▸ **Stated exercise**
Pull out each line of the items below that contains the word "convertible".
*-*-*
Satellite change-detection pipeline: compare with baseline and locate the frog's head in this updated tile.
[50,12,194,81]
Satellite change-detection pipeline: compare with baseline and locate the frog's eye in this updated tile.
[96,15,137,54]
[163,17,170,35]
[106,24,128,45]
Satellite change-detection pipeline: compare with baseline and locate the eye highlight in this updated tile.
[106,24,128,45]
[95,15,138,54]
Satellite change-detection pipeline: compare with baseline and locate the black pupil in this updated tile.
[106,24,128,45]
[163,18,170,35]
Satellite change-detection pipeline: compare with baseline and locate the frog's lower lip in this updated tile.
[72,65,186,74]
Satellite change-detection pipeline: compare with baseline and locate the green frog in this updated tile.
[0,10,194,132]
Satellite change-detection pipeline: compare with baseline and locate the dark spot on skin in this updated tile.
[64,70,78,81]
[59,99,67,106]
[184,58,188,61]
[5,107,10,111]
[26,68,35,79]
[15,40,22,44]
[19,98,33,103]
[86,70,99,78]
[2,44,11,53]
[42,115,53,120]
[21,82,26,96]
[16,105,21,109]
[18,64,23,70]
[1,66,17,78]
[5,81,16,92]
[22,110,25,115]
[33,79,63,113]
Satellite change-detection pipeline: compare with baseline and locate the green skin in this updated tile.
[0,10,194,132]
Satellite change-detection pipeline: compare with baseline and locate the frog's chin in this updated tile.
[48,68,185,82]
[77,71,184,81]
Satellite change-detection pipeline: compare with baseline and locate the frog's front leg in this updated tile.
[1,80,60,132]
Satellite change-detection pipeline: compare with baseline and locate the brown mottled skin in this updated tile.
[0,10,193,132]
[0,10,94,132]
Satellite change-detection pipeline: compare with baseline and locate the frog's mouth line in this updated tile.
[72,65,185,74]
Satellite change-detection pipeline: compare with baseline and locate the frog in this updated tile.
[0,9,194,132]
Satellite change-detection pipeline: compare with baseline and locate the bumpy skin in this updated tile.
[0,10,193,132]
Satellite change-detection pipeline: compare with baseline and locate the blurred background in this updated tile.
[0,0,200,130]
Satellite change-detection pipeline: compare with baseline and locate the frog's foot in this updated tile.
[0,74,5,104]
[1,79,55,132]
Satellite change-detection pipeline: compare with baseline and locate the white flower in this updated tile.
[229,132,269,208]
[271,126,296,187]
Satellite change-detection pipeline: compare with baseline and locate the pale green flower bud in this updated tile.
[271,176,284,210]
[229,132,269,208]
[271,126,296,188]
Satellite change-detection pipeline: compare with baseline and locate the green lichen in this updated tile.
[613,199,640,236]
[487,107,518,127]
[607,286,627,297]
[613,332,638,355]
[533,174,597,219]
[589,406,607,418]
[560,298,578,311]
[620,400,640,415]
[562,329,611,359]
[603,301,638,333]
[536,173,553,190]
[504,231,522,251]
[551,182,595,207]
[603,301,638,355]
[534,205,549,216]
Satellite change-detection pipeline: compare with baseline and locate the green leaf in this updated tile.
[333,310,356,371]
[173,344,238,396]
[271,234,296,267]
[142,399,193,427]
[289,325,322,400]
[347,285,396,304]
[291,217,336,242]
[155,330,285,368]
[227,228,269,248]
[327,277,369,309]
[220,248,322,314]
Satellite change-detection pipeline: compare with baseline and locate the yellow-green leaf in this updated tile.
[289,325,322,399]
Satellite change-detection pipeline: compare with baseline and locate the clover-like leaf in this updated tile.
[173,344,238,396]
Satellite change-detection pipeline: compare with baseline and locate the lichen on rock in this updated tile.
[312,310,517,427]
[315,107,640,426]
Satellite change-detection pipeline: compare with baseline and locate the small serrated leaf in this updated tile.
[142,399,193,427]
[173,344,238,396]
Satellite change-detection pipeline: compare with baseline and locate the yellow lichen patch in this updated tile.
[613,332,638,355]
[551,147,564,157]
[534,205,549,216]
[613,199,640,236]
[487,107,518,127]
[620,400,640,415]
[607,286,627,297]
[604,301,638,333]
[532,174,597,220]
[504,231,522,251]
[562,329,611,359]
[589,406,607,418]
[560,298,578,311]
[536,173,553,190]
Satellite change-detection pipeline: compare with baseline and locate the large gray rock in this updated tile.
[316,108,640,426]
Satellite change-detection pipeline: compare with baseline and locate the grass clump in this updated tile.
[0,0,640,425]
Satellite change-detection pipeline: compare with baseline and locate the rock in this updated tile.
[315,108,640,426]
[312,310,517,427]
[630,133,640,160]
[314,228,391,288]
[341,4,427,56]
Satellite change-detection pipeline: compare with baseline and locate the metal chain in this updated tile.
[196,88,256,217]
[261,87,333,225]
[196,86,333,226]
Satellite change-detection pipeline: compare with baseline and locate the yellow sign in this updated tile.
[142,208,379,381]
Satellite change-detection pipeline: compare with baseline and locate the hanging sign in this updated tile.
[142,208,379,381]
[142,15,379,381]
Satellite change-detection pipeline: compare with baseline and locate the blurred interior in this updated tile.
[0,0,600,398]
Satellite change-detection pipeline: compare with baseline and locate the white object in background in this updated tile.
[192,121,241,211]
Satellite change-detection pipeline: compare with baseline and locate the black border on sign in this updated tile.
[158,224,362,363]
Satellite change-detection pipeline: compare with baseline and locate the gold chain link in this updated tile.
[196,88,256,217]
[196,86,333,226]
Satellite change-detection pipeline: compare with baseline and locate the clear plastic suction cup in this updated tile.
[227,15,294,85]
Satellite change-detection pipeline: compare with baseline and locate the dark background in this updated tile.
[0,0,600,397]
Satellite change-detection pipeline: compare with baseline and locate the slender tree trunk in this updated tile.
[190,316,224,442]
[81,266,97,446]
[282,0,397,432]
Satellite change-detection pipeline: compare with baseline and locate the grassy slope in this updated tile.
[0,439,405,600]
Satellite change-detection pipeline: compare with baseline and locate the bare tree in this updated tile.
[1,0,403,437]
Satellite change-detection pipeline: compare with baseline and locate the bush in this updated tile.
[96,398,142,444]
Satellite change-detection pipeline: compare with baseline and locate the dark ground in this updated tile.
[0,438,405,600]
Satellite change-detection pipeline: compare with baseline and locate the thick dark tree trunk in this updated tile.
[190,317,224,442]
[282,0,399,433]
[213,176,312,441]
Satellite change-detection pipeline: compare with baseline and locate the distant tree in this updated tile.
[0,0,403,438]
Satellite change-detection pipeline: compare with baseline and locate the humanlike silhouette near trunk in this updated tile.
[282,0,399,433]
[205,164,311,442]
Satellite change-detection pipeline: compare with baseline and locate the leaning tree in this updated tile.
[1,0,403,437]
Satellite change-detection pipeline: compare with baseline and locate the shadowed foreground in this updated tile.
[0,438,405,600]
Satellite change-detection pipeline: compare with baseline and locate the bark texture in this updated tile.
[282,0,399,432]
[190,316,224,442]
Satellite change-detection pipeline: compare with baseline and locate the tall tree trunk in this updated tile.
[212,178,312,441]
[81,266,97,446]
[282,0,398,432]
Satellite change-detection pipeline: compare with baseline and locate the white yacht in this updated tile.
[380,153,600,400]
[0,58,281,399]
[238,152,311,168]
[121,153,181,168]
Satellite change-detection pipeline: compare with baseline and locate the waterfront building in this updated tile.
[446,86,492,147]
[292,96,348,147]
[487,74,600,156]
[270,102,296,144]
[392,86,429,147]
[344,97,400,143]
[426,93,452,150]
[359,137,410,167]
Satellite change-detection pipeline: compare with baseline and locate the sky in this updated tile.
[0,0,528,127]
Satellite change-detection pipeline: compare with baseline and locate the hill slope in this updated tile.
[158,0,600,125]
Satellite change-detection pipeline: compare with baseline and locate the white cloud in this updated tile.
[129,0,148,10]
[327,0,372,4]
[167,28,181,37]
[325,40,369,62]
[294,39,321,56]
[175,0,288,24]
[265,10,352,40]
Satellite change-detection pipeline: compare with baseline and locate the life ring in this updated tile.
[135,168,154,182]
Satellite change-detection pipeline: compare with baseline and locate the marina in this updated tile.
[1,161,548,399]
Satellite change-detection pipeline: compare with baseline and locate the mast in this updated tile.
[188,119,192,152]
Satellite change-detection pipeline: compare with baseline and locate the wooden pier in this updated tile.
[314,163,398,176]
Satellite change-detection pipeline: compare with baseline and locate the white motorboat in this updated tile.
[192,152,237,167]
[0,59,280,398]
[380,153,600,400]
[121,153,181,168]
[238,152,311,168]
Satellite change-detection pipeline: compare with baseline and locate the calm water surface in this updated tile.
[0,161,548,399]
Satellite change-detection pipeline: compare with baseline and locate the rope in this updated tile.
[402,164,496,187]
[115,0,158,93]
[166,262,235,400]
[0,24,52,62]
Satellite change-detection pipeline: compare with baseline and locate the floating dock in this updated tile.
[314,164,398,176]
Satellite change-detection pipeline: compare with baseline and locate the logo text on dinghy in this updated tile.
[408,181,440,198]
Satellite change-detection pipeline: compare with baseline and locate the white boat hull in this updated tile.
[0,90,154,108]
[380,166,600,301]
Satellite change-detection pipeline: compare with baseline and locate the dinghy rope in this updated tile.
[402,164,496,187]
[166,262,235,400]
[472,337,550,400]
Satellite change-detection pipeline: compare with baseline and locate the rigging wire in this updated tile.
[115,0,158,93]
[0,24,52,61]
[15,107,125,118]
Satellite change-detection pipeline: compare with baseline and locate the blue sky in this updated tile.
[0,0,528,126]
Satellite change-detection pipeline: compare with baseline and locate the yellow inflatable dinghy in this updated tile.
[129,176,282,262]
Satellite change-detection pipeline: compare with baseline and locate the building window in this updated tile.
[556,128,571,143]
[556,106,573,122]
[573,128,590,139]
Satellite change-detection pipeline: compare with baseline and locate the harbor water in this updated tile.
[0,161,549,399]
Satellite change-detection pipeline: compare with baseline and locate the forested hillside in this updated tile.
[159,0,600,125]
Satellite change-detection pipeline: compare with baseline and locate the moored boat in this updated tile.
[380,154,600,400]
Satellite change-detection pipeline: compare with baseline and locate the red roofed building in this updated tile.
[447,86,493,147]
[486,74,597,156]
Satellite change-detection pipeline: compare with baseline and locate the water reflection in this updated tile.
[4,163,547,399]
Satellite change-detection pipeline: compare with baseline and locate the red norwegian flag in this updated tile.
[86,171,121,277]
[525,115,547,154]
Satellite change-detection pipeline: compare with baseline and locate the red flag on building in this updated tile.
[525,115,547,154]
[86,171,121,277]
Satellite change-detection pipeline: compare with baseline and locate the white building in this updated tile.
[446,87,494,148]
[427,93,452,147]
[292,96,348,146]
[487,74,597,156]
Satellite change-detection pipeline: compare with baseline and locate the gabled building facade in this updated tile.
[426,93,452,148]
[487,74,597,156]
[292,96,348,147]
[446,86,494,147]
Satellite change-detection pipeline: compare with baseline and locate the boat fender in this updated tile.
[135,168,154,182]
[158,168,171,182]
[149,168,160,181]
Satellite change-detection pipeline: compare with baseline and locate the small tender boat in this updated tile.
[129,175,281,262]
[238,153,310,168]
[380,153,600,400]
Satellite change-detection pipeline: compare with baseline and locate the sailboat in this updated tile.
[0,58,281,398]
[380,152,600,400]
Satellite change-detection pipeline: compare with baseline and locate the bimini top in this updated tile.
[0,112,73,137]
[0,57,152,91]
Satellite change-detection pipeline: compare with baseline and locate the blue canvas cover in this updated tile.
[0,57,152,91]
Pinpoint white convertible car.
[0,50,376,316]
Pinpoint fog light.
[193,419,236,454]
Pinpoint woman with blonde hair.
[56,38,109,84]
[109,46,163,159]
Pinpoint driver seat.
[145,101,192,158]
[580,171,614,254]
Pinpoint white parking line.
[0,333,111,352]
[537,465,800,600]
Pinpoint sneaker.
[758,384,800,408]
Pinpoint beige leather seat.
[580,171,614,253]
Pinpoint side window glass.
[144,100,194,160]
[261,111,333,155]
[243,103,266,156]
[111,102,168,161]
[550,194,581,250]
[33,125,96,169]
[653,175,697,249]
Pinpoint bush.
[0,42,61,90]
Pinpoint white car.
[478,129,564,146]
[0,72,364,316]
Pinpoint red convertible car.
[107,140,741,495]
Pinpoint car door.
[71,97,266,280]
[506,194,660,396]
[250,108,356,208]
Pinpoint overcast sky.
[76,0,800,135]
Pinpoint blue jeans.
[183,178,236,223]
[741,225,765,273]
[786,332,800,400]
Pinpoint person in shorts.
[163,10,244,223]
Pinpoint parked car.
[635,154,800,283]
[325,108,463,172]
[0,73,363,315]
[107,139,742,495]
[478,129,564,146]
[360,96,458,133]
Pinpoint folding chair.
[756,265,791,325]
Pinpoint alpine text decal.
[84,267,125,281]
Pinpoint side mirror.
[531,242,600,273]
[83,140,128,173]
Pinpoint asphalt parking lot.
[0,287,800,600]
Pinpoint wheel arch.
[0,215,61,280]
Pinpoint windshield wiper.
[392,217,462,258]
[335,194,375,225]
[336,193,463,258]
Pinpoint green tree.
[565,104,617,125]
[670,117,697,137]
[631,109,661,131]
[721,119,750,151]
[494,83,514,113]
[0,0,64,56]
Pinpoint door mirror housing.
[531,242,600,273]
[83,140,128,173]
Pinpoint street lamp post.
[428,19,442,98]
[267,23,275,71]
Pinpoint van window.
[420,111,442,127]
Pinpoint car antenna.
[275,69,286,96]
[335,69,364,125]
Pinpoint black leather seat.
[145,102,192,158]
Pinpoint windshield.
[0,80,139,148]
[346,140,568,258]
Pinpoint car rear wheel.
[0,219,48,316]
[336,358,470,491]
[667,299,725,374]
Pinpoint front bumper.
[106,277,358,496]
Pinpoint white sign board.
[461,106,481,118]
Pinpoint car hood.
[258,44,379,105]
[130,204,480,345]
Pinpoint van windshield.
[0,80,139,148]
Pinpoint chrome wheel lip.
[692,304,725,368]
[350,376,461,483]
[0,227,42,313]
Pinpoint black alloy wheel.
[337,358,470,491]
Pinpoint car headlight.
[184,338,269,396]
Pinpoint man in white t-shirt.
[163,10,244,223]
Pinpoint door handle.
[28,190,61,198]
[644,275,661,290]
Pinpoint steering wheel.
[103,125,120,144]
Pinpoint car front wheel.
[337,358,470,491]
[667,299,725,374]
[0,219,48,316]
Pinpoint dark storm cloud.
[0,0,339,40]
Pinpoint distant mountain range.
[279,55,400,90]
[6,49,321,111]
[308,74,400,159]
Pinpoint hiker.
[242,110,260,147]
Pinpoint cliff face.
*-*-*
▸ **Reply**
Pinpoint white convertible car.
Pinpoint red convertible car.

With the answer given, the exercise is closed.